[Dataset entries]
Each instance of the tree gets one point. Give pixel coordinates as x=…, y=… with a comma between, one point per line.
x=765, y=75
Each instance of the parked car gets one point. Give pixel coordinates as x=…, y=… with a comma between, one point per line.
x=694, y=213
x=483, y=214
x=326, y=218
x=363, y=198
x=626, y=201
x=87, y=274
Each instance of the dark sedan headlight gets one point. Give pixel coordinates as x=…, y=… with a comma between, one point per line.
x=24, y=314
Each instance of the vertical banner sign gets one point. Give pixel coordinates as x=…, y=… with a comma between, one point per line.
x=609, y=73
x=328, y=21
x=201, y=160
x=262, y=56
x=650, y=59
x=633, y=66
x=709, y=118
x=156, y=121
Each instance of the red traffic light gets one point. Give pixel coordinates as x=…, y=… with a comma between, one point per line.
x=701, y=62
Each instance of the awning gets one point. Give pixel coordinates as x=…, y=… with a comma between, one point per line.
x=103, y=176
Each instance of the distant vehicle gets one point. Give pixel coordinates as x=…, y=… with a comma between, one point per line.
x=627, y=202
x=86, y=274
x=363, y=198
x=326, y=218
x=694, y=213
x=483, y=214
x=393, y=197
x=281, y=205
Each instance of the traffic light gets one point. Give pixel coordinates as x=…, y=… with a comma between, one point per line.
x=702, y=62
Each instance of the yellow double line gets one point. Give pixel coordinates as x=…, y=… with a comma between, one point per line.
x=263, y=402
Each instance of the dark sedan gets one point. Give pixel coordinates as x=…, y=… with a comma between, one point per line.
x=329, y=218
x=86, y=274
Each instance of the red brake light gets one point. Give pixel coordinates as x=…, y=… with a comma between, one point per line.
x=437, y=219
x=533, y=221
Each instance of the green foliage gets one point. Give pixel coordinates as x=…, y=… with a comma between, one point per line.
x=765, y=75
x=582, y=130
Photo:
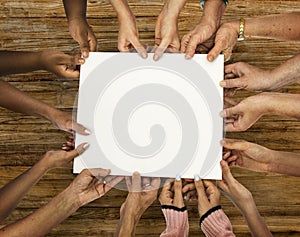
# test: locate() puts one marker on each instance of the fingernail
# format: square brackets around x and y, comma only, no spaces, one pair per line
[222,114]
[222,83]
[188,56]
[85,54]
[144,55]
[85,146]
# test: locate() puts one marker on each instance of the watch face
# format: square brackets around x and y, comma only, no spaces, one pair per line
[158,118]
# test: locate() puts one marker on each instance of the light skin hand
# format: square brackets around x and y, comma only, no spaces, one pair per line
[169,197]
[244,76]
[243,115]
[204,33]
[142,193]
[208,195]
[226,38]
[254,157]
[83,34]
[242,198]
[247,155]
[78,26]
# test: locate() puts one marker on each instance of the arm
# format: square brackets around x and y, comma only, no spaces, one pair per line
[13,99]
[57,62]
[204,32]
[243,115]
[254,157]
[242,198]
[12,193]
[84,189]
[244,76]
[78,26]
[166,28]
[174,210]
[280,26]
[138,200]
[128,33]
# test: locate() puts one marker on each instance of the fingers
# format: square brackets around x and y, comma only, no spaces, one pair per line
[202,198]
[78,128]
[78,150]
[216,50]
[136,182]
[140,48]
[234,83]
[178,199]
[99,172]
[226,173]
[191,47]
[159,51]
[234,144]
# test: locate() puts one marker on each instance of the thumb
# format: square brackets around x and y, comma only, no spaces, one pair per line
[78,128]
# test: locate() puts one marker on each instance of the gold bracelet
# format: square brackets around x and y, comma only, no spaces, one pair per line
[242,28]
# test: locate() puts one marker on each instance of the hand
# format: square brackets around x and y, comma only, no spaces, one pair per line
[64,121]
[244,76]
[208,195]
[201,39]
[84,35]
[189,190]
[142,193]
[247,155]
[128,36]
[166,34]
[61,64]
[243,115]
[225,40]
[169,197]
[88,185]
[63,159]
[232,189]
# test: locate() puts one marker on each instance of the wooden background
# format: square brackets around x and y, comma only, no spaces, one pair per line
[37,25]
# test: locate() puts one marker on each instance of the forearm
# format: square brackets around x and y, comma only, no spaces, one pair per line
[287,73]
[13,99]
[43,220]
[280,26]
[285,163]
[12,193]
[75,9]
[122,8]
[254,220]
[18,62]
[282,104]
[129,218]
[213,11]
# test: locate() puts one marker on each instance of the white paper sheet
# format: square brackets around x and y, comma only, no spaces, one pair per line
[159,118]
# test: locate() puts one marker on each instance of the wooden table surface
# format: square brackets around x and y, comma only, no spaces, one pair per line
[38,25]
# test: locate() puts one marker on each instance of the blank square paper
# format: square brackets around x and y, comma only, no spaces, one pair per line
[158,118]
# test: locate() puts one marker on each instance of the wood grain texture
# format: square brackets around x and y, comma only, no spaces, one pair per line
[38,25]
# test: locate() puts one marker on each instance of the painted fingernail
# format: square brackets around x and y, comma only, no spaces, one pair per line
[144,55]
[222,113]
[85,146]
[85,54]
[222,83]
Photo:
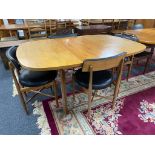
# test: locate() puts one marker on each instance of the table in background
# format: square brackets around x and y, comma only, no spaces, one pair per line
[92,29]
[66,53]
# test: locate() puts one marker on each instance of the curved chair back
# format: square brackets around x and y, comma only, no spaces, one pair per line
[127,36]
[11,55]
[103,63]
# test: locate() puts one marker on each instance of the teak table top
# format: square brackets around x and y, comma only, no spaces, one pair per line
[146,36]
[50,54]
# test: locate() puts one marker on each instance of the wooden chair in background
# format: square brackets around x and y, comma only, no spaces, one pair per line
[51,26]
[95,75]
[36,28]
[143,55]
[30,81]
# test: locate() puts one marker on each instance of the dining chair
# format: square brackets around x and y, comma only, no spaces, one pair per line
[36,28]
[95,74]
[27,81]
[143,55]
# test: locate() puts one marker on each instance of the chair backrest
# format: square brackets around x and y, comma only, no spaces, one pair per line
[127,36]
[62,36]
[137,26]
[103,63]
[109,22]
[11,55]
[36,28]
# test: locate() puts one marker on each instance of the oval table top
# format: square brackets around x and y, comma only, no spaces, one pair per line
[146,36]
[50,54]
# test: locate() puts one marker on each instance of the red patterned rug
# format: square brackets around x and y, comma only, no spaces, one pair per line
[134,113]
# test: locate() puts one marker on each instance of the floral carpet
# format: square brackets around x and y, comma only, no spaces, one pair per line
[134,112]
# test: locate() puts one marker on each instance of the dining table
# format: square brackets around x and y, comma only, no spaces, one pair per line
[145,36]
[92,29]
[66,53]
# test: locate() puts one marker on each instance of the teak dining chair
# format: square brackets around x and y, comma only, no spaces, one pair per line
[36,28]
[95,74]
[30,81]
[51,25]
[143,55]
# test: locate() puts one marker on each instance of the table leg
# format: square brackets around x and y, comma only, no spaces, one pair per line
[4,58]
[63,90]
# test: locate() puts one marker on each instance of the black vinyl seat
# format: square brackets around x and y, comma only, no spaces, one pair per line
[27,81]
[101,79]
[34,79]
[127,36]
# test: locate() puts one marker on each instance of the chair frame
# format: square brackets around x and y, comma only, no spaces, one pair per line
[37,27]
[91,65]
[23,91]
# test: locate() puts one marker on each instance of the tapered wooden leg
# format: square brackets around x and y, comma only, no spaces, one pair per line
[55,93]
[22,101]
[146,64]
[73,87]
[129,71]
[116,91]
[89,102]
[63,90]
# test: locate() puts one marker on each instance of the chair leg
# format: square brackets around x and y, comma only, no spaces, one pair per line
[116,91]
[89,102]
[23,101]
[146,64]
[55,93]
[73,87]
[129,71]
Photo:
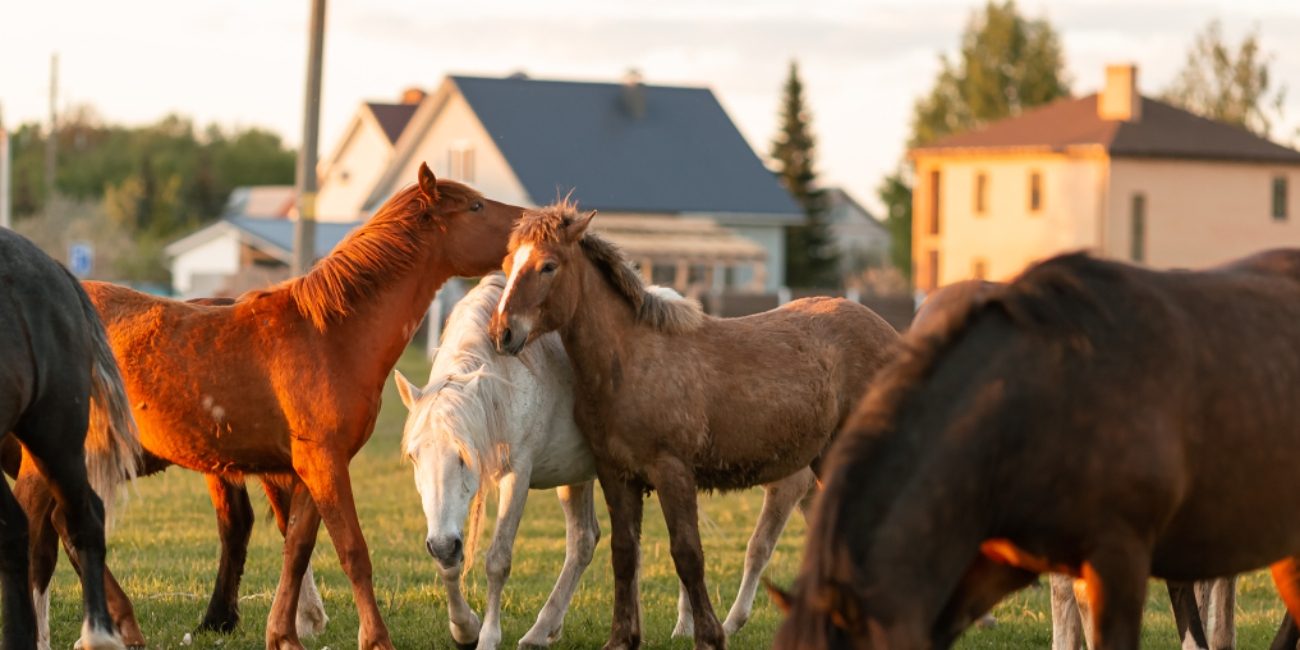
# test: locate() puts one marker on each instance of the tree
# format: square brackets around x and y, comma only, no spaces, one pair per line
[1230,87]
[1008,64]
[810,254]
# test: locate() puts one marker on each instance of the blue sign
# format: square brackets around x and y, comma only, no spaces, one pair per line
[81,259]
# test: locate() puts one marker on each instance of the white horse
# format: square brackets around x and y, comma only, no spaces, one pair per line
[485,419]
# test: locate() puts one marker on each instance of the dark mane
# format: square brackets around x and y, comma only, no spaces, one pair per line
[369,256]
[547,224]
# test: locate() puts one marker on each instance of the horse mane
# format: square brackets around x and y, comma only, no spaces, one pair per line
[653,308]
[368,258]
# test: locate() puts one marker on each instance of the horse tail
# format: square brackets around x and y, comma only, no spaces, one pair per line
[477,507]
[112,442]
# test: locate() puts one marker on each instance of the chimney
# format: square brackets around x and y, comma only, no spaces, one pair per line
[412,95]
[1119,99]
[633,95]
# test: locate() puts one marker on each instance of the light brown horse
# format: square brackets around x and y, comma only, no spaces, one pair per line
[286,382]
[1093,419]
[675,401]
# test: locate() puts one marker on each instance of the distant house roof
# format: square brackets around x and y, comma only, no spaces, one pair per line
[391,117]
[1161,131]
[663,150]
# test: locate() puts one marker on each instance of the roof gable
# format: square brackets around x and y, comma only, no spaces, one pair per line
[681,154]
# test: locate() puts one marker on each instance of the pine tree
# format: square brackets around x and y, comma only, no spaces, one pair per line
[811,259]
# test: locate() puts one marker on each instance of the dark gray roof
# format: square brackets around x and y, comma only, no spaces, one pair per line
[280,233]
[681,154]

_PROBLEM DETAILS_
For each line above that carries the word "dining", copy it out.

_RESULT OF THE EXERCISE_
# test: locate() puts one marker on each instance of the dining chair
# test: locate() puts one marker on each instance of the dining table
# test: locate() puts one marker on each instance of the teak dining chair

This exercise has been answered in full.